----- Exercise materials -----

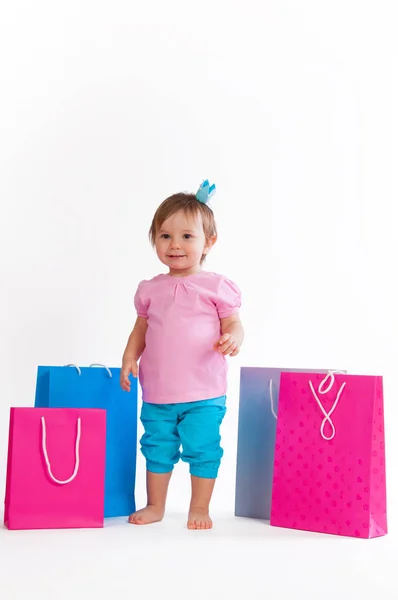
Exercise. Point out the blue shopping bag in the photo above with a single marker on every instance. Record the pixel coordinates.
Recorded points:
(99, 387)
(258, 409)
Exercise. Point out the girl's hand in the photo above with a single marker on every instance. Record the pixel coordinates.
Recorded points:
(130, 365)
(227, 345)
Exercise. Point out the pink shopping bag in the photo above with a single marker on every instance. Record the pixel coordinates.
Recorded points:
(329, 468)
(56, 468)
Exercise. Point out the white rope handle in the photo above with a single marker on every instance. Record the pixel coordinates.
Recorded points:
(271, 396)
(77, 458)
(76, 367)
(104, 366)
(326, 414)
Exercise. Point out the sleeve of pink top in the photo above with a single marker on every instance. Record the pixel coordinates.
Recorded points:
(228, 299)
(141, 301)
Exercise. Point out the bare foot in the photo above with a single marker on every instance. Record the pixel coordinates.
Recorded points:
(199, 518)
(149, 514)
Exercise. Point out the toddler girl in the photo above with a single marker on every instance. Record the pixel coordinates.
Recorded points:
(187, 323)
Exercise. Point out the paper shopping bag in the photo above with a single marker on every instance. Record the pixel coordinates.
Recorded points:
(55, 469)
(329, 468)
(91, 387)
(258, 407)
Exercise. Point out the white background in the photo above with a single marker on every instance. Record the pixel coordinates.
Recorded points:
(290, 107)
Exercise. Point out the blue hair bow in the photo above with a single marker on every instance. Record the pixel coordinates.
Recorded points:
(205, 192)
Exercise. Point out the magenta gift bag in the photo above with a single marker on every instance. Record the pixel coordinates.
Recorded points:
(329, 469)
(56, 468)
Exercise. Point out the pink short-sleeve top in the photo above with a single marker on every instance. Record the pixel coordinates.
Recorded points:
(179, 362)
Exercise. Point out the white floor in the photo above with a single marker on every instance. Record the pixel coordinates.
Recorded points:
(240, 557)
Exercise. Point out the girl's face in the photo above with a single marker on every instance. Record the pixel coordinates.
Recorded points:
(181, 243)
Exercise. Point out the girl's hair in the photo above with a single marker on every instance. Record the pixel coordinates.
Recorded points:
(190, 206)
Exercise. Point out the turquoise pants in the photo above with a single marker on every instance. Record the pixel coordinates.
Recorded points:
(194, 426)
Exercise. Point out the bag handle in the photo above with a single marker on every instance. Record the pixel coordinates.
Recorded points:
(45, 453)
(321, 391)
(271, 397)
(78, 369)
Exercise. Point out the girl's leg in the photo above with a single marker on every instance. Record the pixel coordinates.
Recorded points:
(156, 485)
(199, 430)
(160, 445)
(202, 490)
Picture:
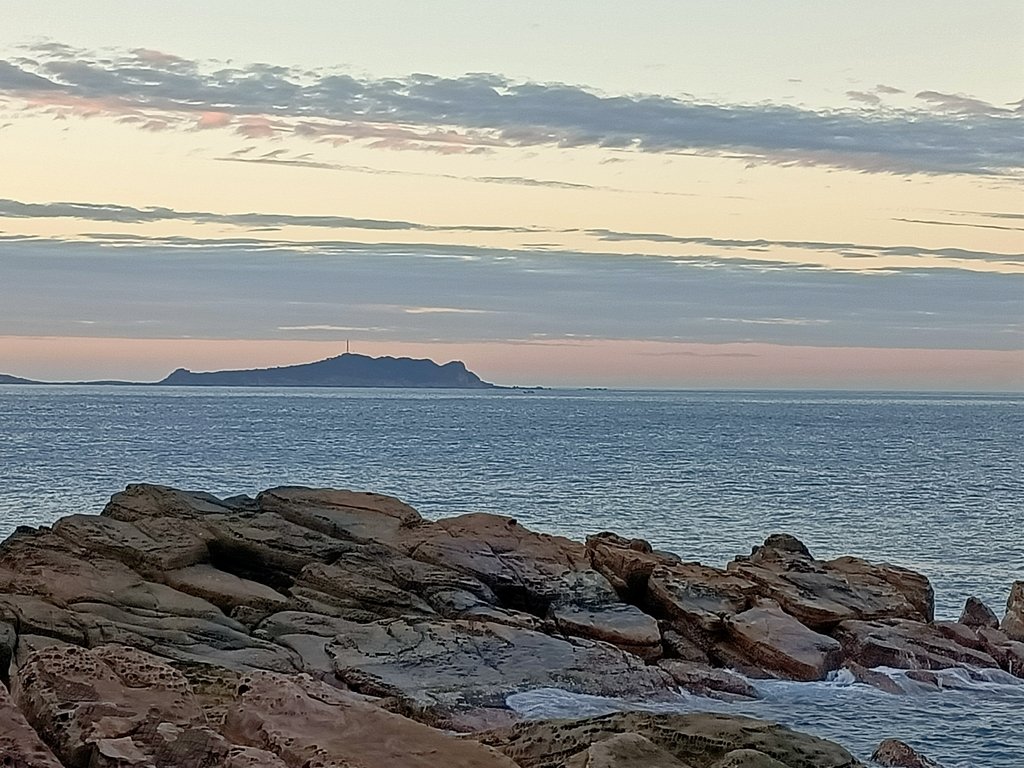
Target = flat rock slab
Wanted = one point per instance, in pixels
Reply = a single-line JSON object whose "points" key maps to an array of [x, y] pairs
{"points": [[19, 744], [701, 740], [308, 723], [778, 643], [451, 667], [906, 645]]}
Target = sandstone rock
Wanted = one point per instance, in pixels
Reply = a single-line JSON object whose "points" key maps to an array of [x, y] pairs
{"points": [[905, 644], [695, 599], [960, 634], [625, 751], [1013, 622], [341, 514], [624, 626], [782, 645], [748, 759], [440, 668], [307, 723], [699, 739], [873, 678], [627, 563], [19, 744], [147, 545], [226, 591], [898, 754], [706, 681], [821, 594], [75, 698], [141, 501], [976, 613]]}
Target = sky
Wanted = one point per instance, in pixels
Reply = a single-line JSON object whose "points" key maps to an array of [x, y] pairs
{"points": [[674, 195]]}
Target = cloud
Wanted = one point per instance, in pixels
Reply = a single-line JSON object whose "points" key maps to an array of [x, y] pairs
{"points": [[263, 289], [864, 96], [846, 249], [479, 112], [960, 103], [130, 215]]}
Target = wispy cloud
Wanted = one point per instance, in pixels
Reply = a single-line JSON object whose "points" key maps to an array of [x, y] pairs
{"points": [[846, 249], [258, 289], [480, 112], [131, 215]]}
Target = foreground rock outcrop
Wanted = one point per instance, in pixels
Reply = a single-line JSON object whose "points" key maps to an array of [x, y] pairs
{"points": [[311, 628]]}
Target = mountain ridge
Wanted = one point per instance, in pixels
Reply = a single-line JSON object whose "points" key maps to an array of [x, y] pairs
{"points": [[346, 370]]}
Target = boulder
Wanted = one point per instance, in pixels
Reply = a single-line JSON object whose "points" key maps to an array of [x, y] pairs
{"points": [[700, 740], [976, 614], [1013, 622], [341, 514], [440, 669], [898, 754], [90, 704], [873, 678], [820, 594], [906, 645], [695, 599], [308, 723], [779, 644], [20, 747], [625, 751], [707, 681]]}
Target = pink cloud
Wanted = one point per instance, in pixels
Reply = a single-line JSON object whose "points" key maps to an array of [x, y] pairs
{"points": [[213, 120]]}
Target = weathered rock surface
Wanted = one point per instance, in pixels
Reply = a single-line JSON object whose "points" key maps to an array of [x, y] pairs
{"points": [[1013, 622], [777, 642], [905, 644], [898, 754], [178, 629], [439, 669], [976, 614], [699, 740]]}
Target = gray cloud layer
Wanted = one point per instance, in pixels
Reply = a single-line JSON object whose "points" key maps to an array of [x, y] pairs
{"points": [[248, 288], [479, 111], [130, 215]]}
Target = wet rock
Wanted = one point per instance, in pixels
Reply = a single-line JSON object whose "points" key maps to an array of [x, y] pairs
{"points": [[777, 642], [748, 759], [1013, 622], [707, 681], [976, 614], [873, 678], [439, 669], [307, 723], [898, 754], [820, 594], [905, 644], [624, 626], [625, 751], [699, 740]]}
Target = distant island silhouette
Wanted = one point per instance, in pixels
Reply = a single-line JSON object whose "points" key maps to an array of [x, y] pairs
{"points": [[346, 370]]}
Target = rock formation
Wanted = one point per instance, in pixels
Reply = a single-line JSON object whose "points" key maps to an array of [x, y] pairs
{"points": [[327, 628]]}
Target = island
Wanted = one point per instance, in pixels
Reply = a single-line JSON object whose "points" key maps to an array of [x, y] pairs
{"points": [[346, 370]]}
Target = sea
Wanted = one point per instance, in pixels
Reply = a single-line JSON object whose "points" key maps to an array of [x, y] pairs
{"points": [[931, 481]]}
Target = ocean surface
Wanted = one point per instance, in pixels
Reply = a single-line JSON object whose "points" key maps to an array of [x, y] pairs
{"points": [[934, 482]]}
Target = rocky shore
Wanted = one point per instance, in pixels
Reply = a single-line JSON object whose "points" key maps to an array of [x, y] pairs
{"points": [[317, 629]]}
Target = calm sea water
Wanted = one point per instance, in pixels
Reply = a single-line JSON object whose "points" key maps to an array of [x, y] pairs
{"points": [[933, 482]]}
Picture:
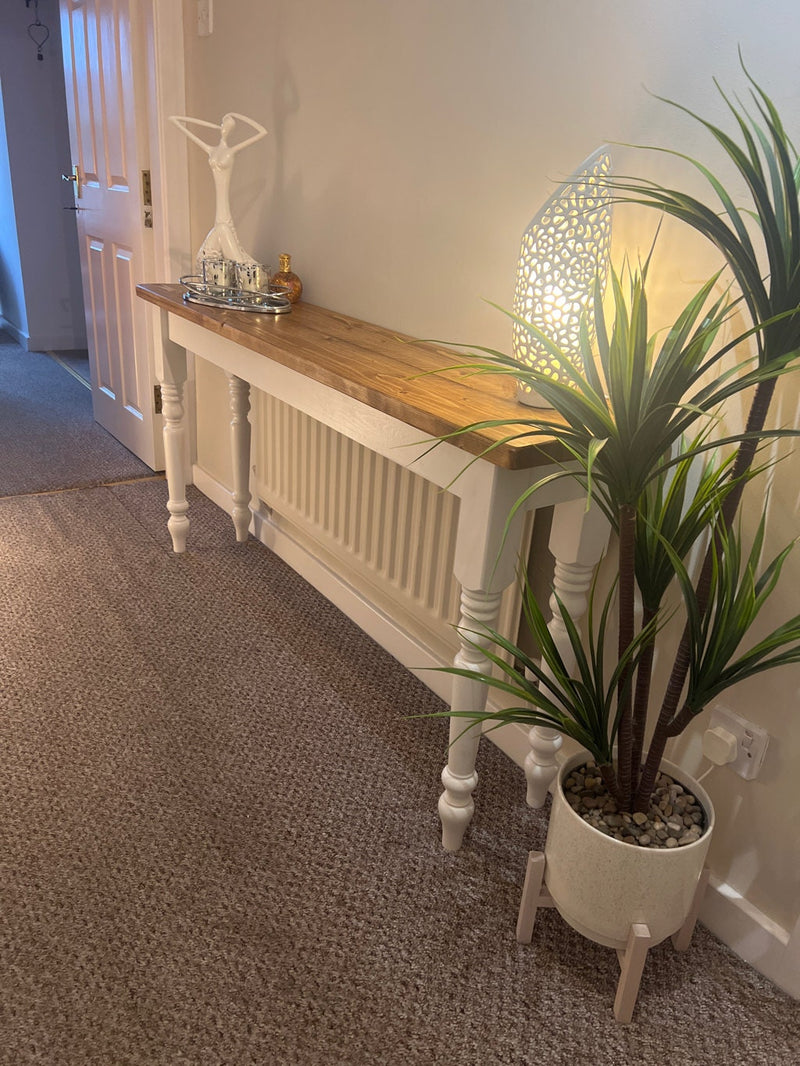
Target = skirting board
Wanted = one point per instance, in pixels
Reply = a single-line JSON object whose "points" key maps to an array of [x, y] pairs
{"points": [[15, 332], [769, 949]]}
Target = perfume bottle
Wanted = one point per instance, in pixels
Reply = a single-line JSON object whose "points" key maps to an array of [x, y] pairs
{"points": [[287, 281]]}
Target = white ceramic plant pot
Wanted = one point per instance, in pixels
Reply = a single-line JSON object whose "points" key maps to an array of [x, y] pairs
{"points": [[602, 886]]}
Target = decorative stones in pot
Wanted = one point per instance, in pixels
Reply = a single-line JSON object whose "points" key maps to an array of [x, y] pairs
{"points": [[619, 894], [602, 886]]}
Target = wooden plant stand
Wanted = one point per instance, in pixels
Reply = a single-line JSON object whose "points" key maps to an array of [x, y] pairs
{"points": [[632, 957]]}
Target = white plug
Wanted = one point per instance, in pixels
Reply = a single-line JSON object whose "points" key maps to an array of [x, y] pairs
{"points": [[719, 745]]}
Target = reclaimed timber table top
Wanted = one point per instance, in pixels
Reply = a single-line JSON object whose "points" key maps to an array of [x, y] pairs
{"points": [[414, 382]]}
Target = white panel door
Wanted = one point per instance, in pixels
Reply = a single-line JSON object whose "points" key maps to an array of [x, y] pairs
{"points": [[105, 65]]}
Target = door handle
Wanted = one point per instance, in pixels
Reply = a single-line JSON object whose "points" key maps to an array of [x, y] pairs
{"points": [[76, 178]]}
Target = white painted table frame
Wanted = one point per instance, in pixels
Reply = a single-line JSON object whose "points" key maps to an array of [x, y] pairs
{"points": [[485, 561]]}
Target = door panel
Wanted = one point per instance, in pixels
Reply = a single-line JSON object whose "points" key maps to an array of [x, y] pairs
{"points": [[108, 114]]}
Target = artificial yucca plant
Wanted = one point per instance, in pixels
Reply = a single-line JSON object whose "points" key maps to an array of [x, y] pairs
{"points": [[638, 421]]}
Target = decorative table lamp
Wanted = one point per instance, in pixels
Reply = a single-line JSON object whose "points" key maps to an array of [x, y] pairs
{"points": [[563, 252]]}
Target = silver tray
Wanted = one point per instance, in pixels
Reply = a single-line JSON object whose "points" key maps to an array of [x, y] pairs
{"points": [[240, 300]]}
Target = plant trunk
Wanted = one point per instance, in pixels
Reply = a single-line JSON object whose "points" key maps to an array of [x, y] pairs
{"points": [[668, 716], [626, 619], [641, 698]]}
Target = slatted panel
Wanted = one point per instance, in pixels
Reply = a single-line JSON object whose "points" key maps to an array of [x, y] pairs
{"points": [[392, 525]]}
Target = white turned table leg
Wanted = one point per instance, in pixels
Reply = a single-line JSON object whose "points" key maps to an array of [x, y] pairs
{"points": [[541, 764], [172, 401], [240, 431], [456, 806], [578, 540]]}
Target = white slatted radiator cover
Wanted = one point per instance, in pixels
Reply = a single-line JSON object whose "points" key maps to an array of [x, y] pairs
{"points": [[390, 533]]}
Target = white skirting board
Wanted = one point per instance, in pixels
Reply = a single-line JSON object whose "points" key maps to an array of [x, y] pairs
{"points": [[768, 948]]}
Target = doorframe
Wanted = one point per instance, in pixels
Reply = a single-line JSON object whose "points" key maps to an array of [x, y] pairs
{"points": [[169, 164]]}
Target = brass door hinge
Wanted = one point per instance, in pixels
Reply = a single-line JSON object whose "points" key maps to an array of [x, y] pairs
{"points": [[147, 198]]}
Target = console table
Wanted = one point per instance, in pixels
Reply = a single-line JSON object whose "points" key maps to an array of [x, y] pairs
{"points": [[376, 387]]}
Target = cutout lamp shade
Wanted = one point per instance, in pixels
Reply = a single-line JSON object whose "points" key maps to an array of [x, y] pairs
{"points": [[563, 252]]}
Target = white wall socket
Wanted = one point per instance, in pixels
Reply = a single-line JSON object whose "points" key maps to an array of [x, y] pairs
{"points": [[751, 742], [205, 18]]}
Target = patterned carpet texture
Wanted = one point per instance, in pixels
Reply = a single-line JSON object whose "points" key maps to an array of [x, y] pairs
{"points": [[219, 841]]}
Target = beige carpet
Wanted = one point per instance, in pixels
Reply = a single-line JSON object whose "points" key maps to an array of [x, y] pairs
{"points": [[219, 841]]}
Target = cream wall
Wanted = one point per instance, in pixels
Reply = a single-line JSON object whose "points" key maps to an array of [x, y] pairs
{"points": [[410, 144]]}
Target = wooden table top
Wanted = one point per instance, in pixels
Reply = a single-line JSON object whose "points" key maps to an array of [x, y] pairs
{"points": [[382, 369]]}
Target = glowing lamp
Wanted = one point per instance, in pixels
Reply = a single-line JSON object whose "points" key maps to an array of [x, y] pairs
{"points": [[563, 252]]}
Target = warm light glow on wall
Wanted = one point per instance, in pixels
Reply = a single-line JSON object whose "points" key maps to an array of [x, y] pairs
{"points": [[563, 249]]}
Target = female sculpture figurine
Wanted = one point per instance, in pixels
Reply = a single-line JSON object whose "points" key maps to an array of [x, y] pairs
{"points": [[221, 239]]}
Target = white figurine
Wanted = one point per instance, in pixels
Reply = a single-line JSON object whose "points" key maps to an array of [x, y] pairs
{"points": [[221, 239]]}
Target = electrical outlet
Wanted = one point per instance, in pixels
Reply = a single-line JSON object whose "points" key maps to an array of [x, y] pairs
{"points": [[751, 742], [205, 18]]}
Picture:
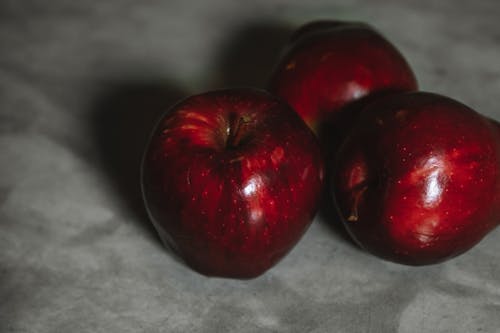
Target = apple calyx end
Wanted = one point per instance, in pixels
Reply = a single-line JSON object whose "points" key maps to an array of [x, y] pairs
{"points": [[237, 131]]}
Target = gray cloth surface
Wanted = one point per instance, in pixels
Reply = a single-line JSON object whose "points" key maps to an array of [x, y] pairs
{"points": [[80, 85]]}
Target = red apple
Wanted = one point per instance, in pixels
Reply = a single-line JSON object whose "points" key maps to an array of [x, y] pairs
{"points": [[418, 179], [231, 180], [330, 64]]}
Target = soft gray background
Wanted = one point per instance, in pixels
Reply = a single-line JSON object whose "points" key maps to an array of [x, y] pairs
{"points": [[81, 81]]}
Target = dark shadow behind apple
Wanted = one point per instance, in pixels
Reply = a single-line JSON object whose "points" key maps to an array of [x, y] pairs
{"points": [[124, 114]]}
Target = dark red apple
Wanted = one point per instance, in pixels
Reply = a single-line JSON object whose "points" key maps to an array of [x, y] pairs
{"points": [[418, 179], [231, 180], [330, 64]]}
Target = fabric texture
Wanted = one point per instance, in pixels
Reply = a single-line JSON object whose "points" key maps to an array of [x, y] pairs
{"points": [[81, 84]]}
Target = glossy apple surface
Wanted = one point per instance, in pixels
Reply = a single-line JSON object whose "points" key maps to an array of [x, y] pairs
{"points": [[330, 64], [418, 179], [231, 180]]}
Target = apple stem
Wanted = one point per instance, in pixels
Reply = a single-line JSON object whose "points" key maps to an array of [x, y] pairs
{"points": [[358, 192], [237, 131]]}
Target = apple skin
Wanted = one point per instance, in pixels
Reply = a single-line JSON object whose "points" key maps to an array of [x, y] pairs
{"points": [[418, 179], [330, 64], [231, 180]]}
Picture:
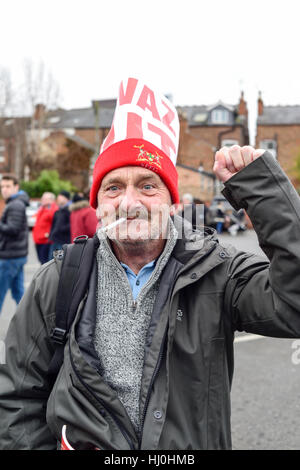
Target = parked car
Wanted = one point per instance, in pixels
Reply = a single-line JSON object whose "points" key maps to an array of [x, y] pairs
{"points": [[31, 211], [232, 218]]}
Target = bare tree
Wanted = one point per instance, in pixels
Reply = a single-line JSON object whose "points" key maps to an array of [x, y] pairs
{"points": [[40, 94], [5, 91]]}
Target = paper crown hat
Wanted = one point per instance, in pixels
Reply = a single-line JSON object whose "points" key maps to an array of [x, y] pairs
{"points": [[144, 132]]}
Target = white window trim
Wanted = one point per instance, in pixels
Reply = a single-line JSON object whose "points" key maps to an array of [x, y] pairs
{"points": [[229, 142], [220, 116], [264, 145]]}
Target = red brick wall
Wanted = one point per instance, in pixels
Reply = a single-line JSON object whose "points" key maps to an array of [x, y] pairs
{"points": [[288, 145]]}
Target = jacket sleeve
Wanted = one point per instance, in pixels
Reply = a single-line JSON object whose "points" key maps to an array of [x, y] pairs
{"points": [[24, 383], [15, 219], [264, 297]]}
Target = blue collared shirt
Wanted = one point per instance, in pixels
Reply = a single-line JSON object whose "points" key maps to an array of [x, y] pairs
{"points": [[137, 281]]}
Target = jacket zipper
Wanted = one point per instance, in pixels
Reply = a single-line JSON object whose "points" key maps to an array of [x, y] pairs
{"points": [[155, 372], [160, 356], [116, 420]]}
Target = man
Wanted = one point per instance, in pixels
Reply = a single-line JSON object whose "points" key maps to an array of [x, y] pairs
{"points": [[148, 362], [13, 239], [42, 227], [60, 230]]}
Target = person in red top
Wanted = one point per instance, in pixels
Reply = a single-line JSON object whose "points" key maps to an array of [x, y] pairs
{"points": [[42, 227], [83, 218]]}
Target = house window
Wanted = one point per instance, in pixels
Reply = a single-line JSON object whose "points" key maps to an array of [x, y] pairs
{"points": [[229, 143], [270, 145], [220, 116], [2, 150]]}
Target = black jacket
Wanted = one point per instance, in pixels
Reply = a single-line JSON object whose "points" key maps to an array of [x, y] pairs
{"points": [[60, 230], [14, 227]]}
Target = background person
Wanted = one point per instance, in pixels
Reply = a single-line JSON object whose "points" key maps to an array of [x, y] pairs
{"points": [[60, 230], [42, 227], [13, 239]]}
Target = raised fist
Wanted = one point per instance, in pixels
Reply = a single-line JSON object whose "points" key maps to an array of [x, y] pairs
{"points": [[231, 160]]}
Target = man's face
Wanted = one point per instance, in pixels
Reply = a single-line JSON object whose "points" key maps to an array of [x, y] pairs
{"points": [[141, 197], [8, 188]]}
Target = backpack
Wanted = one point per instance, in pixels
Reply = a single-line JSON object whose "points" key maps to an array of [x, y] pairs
{"points": [[74, 278]]}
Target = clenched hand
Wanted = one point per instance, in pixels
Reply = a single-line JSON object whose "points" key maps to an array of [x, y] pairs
{"points": [[231, 160]]}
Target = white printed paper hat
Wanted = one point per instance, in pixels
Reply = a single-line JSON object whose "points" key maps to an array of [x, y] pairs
{"points": [[144, 132]]}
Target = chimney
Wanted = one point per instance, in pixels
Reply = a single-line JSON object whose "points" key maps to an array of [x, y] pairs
{"points": [[260, 104], [39, 112], [242, 107]]}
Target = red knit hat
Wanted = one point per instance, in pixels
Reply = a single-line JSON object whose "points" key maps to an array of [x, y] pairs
{"points": [[145, 132]]}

-----

About this exercise:
List each line in the listing that contains the string "pink".

Output for this exercise:
Exercise. Point out the pink shopping bag in the photo above with a single marker on every instance. Record the pixel coordinates.
Exercise. Point out the sleeve of pink top in the photo above with a single marker on every instance. Record the pixel coordinates.
Exercise. Point out the pink short-sleeve top in the photo above with a single marker on every instance. Record the pixel coordinates.
Target = pink cloud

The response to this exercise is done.